_Stated goal_
Restate the full set of records exactly, word for word.

┌─ Task material

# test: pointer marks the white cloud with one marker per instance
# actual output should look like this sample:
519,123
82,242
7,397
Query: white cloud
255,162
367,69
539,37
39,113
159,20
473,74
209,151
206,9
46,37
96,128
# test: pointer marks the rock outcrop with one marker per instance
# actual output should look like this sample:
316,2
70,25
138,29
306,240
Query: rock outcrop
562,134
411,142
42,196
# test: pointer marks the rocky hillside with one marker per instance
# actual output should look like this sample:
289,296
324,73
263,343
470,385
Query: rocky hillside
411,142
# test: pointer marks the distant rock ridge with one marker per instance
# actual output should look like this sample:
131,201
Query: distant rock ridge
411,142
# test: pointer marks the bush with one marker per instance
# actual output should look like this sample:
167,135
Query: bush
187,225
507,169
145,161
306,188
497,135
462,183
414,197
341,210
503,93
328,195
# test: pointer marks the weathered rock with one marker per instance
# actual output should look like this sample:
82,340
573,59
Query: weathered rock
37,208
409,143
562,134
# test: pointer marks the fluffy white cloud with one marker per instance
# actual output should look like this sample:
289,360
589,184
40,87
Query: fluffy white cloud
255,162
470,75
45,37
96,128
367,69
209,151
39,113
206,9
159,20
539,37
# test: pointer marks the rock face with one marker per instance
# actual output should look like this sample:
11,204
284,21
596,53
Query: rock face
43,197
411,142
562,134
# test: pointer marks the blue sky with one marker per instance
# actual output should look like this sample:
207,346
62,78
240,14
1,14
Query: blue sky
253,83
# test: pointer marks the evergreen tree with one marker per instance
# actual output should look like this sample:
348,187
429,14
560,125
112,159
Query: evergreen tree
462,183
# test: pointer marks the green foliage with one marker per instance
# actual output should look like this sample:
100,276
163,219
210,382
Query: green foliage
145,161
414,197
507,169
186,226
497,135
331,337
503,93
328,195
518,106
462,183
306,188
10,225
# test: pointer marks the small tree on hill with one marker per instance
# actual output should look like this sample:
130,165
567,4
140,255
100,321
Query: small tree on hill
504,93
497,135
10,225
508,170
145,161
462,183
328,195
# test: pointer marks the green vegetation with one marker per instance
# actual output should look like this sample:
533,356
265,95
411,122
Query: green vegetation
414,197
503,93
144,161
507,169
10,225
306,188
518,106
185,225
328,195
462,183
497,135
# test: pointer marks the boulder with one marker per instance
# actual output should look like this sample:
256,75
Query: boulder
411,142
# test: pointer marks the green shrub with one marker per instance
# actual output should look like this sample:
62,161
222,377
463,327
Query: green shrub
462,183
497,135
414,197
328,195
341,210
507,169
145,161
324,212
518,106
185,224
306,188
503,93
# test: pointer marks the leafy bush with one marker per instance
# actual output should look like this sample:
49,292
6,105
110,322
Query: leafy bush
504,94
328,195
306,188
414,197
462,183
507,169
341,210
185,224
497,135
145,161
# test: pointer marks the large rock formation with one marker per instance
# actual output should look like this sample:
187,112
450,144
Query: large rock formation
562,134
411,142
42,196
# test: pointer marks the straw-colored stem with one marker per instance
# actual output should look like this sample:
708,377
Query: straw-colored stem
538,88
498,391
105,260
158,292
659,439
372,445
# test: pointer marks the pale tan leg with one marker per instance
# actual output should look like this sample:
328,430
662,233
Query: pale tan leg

└─

_Full answer_
# test: pointer marks the white cloud with one marker per instance
# actual output should look like this sample:
519,123
82,242
7,397
Query: white cloud
255,162
367,69
539,37
39,113
159,20
473,74
209,151
206,9
46,37
96,128
# test: pointer marks the rock outcrop with one marker per instance
# actual output should look like this sample:
316,2
70,25
138,29
306,240
Query: rock outcrop
562,134
411,142
42,196
# test: pointer marks the rocky hillside with one marker per instance
# actual output should look like this sample:
289,296
324,73
263,343
470,385
Query: rocky hillside
411,142
# test: pointer marks the distant rock ridge with one marker per instance
# actual output should look like this sample:
131,201
Query: distant rock ridge
411,142
# test: pointer marks the bush with one marker per instance
# actual output should look like this sample:
167,135
Query: bush
187,225
507,169
145,161
306,188
497,135
462,183
414,197
341,210
503,93
328,195
# test: pointer marks the weathered rock with one marker per instance
# actual output should look like this sample:
82,340
573,59
Query: weathered rock
37,208
409,143
562,134
# test: pointer marks the fluffy white cloud with one marker per instance
# actual output should look like this sample:
289,360
589,184
40,87
Query: fluffy white cloud
255,162
470,75
45,37
96,128
367,69
209,151
39,113
206,9
159,20
539,37
# test: pointer marks the rock face with one marker per instance
# actual output should look like this sample:
11,204
284,21
596,53
Query: rock face
43,197
411,142
562,134
# test: pointer marks the blue sky with one marker per instance
# actual output should look like this sample:
207,346
62,78
240,14
1,14
Query: blue sky
253,83
# test: pointer marks the evergreen tree with one marker per instance
# actual output should look like this sample:
348,187
429,14
560,125
112,159
Query: evergreen tree
462,183
# test: pointer marks the green foliage with one marker per instance
# actual output should look like this sample:
100,276
163,219
210,382
Query: green foliage
145,161
414,197
507,169
186,226
497,135
331,337
503,93
328,195
518,106
462,183
306,188
10,225
# test: pointer marks the small tree on hill with one marker per instance
# actual output should look like this sample:
130,165
567,4
140,255
100,321
Query: small tree on hill
504,93
497,135
10,225
508,170
145,161
462,183
328,195
# test: pointer marks the green vegetation with one marker per instance
# actual output should look like this sample:
533,356
265,95
411,122
Query: green vegetation
414,197
503,93
144,161
507,169
10,225
306,188
518,106
185,225
328,195
462,183
497,135
# test: pointer marks the boulder with one marker per instance
# actual output should look like this sample:
256,75
Query: boulder
411,142
# test: pointer marks the green shrub with one marker per instance
# actual output should look like this sample:
62,161
222,377
463,327
Query: green shrub
462,183
497,135
414,197
328,195
341,210
507,169
145,161
324,212
518,106
185,224
306,188
503,93
# test: pointer marks the leafy bush with one marker per instance
# actual output should look like this sample:
49,292
6,105
110,322
Query: leafy bush
504,94
328,195
306,188
414,197
462,183
507,169
341,210
185,224
497,135
145,161
# test: pointer marks the large rock formation with one marker per instance
# actual output should look like this sample:
187,112
450,144
Query: large rock formation
562,134
411,142
42,196
# test: pointer marks the straw-colored stem with one marker per instance
# actual output should look like this sample:
708,377
Query: straw-colored stem
538,88
498,391
105,260
158,292
659,439
372,445
# test: pointer marks the pale tan leg with one marker per instance
# actual output should look like this sample:
328,430
662,233
Query: pale tan leg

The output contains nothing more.